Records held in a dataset

Begin

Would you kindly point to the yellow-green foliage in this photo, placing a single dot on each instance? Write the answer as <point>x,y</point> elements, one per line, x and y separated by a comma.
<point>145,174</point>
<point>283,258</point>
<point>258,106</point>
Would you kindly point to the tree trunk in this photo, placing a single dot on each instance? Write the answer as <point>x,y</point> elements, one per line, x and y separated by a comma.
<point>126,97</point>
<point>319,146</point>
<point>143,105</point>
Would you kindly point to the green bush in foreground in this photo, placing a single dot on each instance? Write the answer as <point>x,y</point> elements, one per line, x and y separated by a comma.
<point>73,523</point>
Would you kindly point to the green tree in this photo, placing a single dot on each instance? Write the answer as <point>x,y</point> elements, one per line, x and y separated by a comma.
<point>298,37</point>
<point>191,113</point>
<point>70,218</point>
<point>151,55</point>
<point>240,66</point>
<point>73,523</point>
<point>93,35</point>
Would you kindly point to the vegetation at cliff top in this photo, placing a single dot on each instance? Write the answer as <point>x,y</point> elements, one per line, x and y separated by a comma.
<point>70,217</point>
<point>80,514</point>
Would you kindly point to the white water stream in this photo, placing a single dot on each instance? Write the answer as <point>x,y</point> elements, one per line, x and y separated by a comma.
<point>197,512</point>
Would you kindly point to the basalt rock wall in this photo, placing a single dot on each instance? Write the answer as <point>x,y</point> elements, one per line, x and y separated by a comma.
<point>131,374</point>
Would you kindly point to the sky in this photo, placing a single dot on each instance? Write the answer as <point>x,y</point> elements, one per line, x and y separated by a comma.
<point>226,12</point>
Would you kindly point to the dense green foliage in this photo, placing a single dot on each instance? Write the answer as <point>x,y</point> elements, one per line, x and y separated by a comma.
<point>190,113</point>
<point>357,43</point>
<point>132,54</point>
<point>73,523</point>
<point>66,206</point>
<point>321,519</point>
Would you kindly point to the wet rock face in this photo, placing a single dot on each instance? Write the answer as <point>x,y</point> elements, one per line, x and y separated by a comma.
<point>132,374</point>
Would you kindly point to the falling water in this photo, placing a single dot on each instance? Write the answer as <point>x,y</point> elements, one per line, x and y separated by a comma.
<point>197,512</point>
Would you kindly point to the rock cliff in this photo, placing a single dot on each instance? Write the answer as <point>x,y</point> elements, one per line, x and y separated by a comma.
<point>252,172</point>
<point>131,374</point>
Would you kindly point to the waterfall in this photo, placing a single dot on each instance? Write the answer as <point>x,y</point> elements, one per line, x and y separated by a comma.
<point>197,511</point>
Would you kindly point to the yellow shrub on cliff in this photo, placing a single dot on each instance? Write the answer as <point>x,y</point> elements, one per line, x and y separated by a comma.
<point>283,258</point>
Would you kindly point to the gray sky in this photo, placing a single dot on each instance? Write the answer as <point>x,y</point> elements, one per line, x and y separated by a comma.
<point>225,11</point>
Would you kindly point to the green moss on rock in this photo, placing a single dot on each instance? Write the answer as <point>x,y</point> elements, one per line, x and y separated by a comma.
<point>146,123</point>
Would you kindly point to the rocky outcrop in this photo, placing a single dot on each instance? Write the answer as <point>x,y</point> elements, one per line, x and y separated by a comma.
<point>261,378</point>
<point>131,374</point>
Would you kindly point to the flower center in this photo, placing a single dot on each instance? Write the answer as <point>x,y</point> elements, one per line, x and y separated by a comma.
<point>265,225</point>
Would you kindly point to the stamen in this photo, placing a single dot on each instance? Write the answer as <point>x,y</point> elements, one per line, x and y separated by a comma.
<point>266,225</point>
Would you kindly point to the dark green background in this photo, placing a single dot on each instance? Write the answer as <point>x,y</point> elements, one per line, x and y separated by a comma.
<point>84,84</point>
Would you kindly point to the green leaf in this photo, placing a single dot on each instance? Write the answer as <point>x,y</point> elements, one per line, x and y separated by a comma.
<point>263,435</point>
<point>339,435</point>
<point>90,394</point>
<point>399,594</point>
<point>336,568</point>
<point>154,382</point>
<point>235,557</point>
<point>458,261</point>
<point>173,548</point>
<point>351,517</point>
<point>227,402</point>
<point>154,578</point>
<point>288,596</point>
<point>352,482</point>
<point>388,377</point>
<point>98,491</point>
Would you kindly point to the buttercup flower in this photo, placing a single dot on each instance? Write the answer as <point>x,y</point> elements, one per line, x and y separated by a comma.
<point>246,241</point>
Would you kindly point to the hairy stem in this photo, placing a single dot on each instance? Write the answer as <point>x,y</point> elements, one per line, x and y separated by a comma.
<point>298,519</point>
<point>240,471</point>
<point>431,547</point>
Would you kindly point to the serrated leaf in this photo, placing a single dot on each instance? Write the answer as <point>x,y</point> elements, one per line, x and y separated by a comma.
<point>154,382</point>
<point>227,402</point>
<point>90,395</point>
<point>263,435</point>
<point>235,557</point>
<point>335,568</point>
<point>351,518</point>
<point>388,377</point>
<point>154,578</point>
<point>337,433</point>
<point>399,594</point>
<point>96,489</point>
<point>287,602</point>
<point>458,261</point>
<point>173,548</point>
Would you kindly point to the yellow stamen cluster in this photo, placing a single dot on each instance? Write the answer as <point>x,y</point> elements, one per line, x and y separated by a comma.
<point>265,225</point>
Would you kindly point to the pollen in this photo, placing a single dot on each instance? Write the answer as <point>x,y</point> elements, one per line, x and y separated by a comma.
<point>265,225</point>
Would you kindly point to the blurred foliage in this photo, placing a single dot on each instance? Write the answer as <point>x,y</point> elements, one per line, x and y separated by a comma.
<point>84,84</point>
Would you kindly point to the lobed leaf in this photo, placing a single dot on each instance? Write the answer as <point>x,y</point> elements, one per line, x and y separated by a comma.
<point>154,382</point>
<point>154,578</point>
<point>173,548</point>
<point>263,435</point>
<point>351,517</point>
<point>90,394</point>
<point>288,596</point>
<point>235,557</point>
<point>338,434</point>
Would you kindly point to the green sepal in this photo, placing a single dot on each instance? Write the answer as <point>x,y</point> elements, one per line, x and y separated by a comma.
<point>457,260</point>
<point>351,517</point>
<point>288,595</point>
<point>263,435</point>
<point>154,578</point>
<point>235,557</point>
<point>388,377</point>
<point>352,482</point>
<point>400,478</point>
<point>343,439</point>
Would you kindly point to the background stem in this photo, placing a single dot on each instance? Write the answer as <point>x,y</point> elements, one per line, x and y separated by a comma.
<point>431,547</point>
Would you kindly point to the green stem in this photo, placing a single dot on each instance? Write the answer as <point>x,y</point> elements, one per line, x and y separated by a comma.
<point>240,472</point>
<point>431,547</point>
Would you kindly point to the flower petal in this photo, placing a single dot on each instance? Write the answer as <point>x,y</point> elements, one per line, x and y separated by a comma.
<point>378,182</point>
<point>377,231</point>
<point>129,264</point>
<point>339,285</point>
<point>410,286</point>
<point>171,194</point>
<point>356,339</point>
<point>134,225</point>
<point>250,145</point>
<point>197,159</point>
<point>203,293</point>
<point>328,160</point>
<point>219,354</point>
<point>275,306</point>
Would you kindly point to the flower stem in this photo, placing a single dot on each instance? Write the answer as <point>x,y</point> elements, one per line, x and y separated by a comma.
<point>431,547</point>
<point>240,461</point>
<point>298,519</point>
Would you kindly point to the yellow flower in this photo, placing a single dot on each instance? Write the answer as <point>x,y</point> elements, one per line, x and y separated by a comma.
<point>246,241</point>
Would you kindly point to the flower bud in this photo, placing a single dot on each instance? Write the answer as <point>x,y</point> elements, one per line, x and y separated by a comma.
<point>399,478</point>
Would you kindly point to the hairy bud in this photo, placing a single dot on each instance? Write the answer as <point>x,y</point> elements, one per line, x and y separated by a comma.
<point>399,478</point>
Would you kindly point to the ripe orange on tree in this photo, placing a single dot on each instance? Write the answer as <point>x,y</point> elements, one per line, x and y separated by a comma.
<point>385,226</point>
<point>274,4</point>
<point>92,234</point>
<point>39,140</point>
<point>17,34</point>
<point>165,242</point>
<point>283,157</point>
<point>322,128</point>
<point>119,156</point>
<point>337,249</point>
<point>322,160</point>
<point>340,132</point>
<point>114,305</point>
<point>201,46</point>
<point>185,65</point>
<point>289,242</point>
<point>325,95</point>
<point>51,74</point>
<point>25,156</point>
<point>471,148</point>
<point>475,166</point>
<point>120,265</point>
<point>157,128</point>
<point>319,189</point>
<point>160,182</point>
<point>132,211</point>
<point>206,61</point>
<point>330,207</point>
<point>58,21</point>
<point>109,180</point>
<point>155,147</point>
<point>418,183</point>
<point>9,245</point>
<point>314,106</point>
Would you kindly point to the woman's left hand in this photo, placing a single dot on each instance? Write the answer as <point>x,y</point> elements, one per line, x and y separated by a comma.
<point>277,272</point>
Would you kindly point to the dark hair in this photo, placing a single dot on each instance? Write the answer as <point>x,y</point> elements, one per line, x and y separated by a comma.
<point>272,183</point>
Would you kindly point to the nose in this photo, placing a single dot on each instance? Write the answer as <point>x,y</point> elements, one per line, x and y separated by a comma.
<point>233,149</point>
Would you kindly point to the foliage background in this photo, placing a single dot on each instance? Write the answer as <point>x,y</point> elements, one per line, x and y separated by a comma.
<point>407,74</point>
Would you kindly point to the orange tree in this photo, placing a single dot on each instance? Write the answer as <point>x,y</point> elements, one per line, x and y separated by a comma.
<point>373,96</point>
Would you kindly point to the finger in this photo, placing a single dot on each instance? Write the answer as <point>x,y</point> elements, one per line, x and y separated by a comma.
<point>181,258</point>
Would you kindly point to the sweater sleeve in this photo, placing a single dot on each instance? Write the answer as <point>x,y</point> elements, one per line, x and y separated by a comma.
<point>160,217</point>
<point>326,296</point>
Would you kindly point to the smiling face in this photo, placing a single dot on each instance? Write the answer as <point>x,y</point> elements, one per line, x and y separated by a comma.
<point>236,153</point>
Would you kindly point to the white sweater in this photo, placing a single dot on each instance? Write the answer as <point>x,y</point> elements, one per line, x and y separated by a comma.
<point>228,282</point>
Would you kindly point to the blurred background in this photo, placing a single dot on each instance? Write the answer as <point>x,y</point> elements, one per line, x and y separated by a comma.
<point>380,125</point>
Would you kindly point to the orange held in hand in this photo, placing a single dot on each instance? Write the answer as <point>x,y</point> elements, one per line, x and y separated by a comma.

End

Reproduce the records starting at the line containing "Would you kindly point to the lobed" and ending at the line containing "<point>275,306</point>", renaming "stem" to "stalk" wherever it occurs and leaving all else unchanged.

Would you kindly point to the lobed leaf in this photo, placing a single dot on each instance? Write the answer as <point>x,y</point> elements, one per line, x and y separated by a comma.
<point>154,382</point>
<point>154,578</point>
<point>173,548</point>
<point>263,435</point>
<point>351,517</point>
<point>90,394</point>
<point>288,596</point>
<point>235,557</point>
<point>338,434</point>
Would you kindly point to the green sepal in this photo, placing a single dot on each instance? Write the answer as <point>x,y</point> elements, one per line, x and y separated by a comma.
<point>457,260</point>
<point>351,517</point>
<point>288,595</point>
<point>263,435</point>
<point>154,578</point>
<point>235,557</point>
<point>388,377</point>
<point>352,482</point>
<point>400,478</point>
<point>343,439</point>
Would you kindly point to the background stalk in this photo, placing a single dot on each instance? Write the answer as <point>x,y</point> elements, one per line, x and y separated by a comma.
<point>431,547</point>
Would you kindly point to the green stalk in this photo, placing a single dot on each instance? Write the answer as <point>x,y</point> elements, one per line, x and y separated by a comma.
<point>240,472</point>
<point>431,547</point>
Would you kindly point to the flower petal in this photo, placing a single dot on each instance? Write the answer as <point>x,y</point> elements, one per line, x and y separated by a comma.
<point>378,182</point>
<point>377,231</point>
<point>129,264</point>
<point>339,285</point>
<point>410,286</point>
<point>171,194</point>
<point>356,339</point>
<point>134,225</point>
<point>250,145</point>
<point>197,159</point>
<point>203,293</point>
<point>328,160</point>
<point>219,354</point>
<point>275,306</point>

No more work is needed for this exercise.